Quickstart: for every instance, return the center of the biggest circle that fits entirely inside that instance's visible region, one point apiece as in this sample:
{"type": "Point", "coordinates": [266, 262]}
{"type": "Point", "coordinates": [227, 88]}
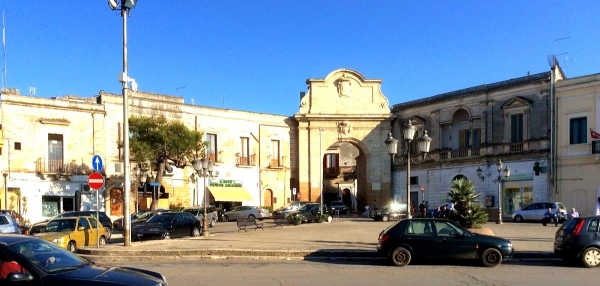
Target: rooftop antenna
{"type": "Point", "coordinates": [4, 48]}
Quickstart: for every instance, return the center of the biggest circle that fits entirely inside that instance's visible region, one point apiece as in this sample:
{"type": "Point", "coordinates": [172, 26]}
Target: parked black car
{"type": "Point", "coordinates": [33, 254]}
{"type": "Point", "coordinates": [438, 238]}
{"type": "Point", "coordinates": [104, 220]}
{"type": "Point", "coordinates": [338, 206]}
{"type": "Point", "coordinates": [166, 225]}
{"type": "Point", "coordinates": [577, 240]}
{"type": "Point", "coordinates": [388, 214]}
{"type": "Point", "coordinates": [310, 211]}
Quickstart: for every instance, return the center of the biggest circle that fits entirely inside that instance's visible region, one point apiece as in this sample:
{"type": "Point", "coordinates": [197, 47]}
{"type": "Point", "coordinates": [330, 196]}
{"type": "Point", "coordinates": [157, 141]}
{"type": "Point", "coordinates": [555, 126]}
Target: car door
{"type": "Point", "coordinates": [420, 237]}
{"type": "Point", "coordinates": [94, 230]}
{"type": "Point", "coordinates": [84, 234]}
{"type": "Point", "coordinates": [453, 242]}
{"type": "Point", "coordinates": [180, 226]}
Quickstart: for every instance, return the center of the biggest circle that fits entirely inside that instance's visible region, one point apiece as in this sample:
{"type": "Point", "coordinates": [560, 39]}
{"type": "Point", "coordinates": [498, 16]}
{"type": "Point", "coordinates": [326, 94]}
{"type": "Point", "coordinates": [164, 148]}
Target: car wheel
{"type": "Point", "coordinates": [195, 232]}
{"type": "Point", "coordinates": [491, 257]}
{"type": "Point", "coordinates": [107, 233]}
{"type": "Point", "coordinates": [400, 256]}
{"type": "Point", "coordinates": [71, 246]}
{"type": "Point", "coordinates": [591, 257]}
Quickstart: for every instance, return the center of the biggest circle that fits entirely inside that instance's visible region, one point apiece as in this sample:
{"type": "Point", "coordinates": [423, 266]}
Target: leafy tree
{"type": "Point", "coordinates": [469, 212]}
{"type": "Point", "coordinates": [164, 144]}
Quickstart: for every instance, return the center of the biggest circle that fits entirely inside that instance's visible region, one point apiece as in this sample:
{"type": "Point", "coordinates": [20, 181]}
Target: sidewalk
{"type": "Point", "coordinates": [348, 238]}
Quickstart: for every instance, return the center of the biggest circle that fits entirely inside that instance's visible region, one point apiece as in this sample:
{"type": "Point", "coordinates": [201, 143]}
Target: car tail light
{"type": "Point", "coordinates": [383, 238]}
{"type": "Point", "coordinates": [578, 227]}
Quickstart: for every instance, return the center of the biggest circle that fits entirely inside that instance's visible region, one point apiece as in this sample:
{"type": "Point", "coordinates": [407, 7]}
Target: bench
{"type": "Point", "coordinates": [242, 224]}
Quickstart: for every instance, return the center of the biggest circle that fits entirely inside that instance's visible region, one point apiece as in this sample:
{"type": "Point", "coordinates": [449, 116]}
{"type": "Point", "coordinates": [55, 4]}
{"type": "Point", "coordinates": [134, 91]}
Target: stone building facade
{"type": "Point", "coordinates": [49, 144]}
{"type": "Point", "coordinates": [578, 153]}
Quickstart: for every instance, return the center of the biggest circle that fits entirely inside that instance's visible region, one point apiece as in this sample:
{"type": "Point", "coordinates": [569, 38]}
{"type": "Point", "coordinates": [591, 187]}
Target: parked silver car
{"type": "Point", "coordinates": [536, 211]}
{"type": "Point", "coordinates": [8, 224]}
{"type": "Point", "coordinates": [247, 212]}
{"type": "Point", "coordinates": [211, 214]}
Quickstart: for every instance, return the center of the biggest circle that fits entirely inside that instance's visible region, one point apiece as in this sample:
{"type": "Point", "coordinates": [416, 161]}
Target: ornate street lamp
{"type": "Point", "coordinates": [204, 168]}
{"type": "Point", "coordinates": [392, 146]}
{"type": "Point", "coordinates": [499, 181]}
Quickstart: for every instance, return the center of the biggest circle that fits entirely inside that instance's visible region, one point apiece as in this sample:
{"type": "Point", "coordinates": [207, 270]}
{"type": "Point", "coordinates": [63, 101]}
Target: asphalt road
{"type": "Point", "coordinates": [265, 273]}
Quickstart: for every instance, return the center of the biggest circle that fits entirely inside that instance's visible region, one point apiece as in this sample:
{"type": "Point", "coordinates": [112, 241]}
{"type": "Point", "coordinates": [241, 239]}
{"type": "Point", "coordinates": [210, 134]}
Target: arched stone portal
{"type": "Point", "coordinates": [343, 108]}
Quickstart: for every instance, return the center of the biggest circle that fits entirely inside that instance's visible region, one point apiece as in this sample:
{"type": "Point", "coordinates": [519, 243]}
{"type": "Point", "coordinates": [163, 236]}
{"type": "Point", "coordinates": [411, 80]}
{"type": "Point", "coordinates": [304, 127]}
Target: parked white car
{"type": "Point", "coordinates": [536, 211]}
{"type": "Point", "coordinates": [247, 213]}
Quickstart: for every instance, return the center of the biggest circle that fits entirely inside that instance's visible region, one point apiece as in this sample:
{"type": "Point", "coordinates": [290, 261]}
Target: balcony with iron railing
{"type": "Point", "coordinates": [241, 161]}
{"type": "Point", "coordinates": [495, 149]}
{"type": "Point", "coordinates": [596, 147]}
{"type": "Point", "coordinates": [59, 167]}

*What to produce*:
Could each line of the data be written out exactly, with no pictures included?

*Task response*:
Quickstart: for every instance, return the center of the biggest circle that fits entirely inside that instance's visible region, one point apiece as in this sample:
{"type": "Point", "coordinates": [266, 262]}
{"type": "Point", "coordinates": [227, 88]}
Target: rooftop antenna
{"type": "Point", "coordinates": [4, 48]}
Quickstart: for every instance, return the center of the biggest circle that fits entirely inside that instance's visible region, one point apiece as in this sample:
{"type": "Point", "coordinates": [172, 26]}
Target: parked black car
{"type": "Point", "coordinates": [33, 254]}
{"type": "Point", "coordinates": [438, 238]}
{"type": "Point", "coordinates": [104, 220]}
{"type": "Point", "coordinates": [338, 206]}
{"type": "Point", "coordinates": [166, 225]}
{"type": "Point", "coordinates": [577, 240]}
{"type": "Point", "coordinates": [388, 214]}
{"type": "Point", "coordinates": [310, 211]}
Quickstart: for every instance, return the center of the biggest circle that fits entirely inside that instance's visible region, one point apiece as in this sample:
{"type": "Point", "coordinates": [197, 47]}
{"type": "Point", "coordinates": [330, 196]}
{"type": "Point", "coordinates": [157, 141]}
{"type": "Point", "coordinates": [555, 126]}
Target: car door
{"type": "Point", "coordinates": [420, 237]}
{"type": "Point", "coordinates": [94, 230]}
{"type": "Point", "coordinates": [84, 234]}
{"type": "Point", "coordinates": [453, 242]}
{"type": "Point", "coordinates": [180, 226]}
Quickstart: for every instance, return the center of the biggest circle that fits entirely inside that instance's visible region, one point apiece as in this sample:
{"type": "Point", "coordinates": [560, 39]}
{"type": "Point", "coordinates": [498, 16]}
{"type": "Point", "coordinates": [326, 94]}
{"type": "Point", "coordinates": [164, 148]}
Target: car wheel
{"type": "Point", "coordinates": [195, 232]}
{"type": "Point", "coordinates": [491, 257]}
{"type": "Point", "coordinates": [107, 233]}
{"type": "Point", "coordinates": [400, 256]}
{"type": "Point", "coordinates": [71, 246]}
{"type": "Point", "coordinates": [591, 257]}
Quickstart: for every instance, return the center of the biggest circle that fits entirely inside that instance's visible region, one point apiece as in this sample:
{"type": "Point", "coordinates": [423, 266]}
Target: leafy tree
{"type": "Point", "coordinates": [469, 212]}
{"type": "Point", "coordinates": [164, 144]}
Quickstart: for every instance, return the center of the biggest circle that fits entirely inside that instance's visible region, one point apiece as in this sample:
{"type": "Point", "coordinates": [20, 181]}
Target: sidewalk
{"type": "Point", "coordinates": [348, 238]}
Quickstart: for every instance, return the center of the biggest circle that fits entirely inside that instance's visible region, one point apiece as in this sample:
{"type": "Point", "coordinates": [201, 143]}
Target: car tail light
{"type": "Point", "coordinates": [383, 238]}
{"type": "Point", "coordinates": [578, 227]}
Quickstart: for every instance, return the center of the biggest circle that fits entirely inside that instance's visible region, one point apiece as in this sample:
{"type": "Point", "coordinates": [407, 7]}
Target: bench
{"type": "Point", "coordinates": [242, 224]}
Quickstart: for every instance, return the center of the biggest circle that fits entirely inside that instance's visible region, one point apiece as in this sample:
{"type": "Point", "coordinates": [449, 116]}
{"type": "Point", "coordinates": [55, 4]}
{"type": "Point", "coordinates": [134, 91]}
Target: stone building facade
{"type": "Point", "coordinates": [49, 144]}
{"type": "Point", "coordinates": [578, 153]}
Quickstart: for every instance, return the center of the biggest circle that fits entirely inside that instance's visible region, one point apiece as in this sample:
{"type": "Point", "coordinates": [569, 38]}
{"type": "Point", "coordinates": [591, 187]}
Target: parked silver car
{"type": "Point", "coordinates": [536, 211]}
{"type": "Point", "coordinates": [8, 224]}
{"type": "Point", "coordinates": [247, 212]}
{"type": "Point", "coordinates": [211, 214]}
Quickstart: for every instance, return the center of the biggest circle that fits entirely inside that instance's visible region, one point apiece as in this sample:
{"type": "Point", "coordinates": [416, 161]}
Target: ornate street lamp
{"type": "Point", "coordinates": [204, 168]}
{"type": "Point", "coordinates": [392, 146]}
{"type": "Point", "coordinates": [499, 181]}
Quickstart: for every instance, return the center of the biggest circle that fits entirely inside that instance's visible region, one point apiece as in this sample:
{"type": "Point", "coordinates": [207, 270]}
{"type": "Point", "coordinates": [63, 101]}
Target: asphalt road
{"type": "Point", "coordinates": [265, 273]}
Quickstart: for every instance, return the center of the biggest circle that fits entirely inside that instance's visible region, one point apiece as in this sample:
{"type": "Point", "coordinates": [112, 241]}
{"type": "Point", "coordinates": [241, 239]}
{"type": "Point", "coordinates": [210, 134]}
Target: arched stone portal
{"type": "Point", "coordinates": [343, 108]}
Quickstart: for every instance, return the center of the biggest circle that fits entirely inside that instance's visible region, one point apiece as in this sample:
{"type": "Point", "coordinates": [519, 243]}
{"type": "Point", "coordinates": [163, 236]}
{"type": "Point", "coordinates": [411, 80]}
{"type": "Point", "coordinates": [304, 127]}
Target: parked white car
{"type": "Point", "coordinates": [536, 211]}
{"type": "Point", "coordinates": [247, 213]}
Quickstart: for every instance, return the center of the biggest circle that fits entirely inside that instance's visible region, one point apiece as in this sample:
{"type": "Point", "coordinates": [290, 261]}
Target: balcony with iron railing
{"type": "Point", "coordinates": [241, 161]}
{"type": "Point", "coordinates": [495, 149]}
{"type": "Point", "coordinates": [596, 147]}
{"type": "Point", "coordinates": [59, 167]}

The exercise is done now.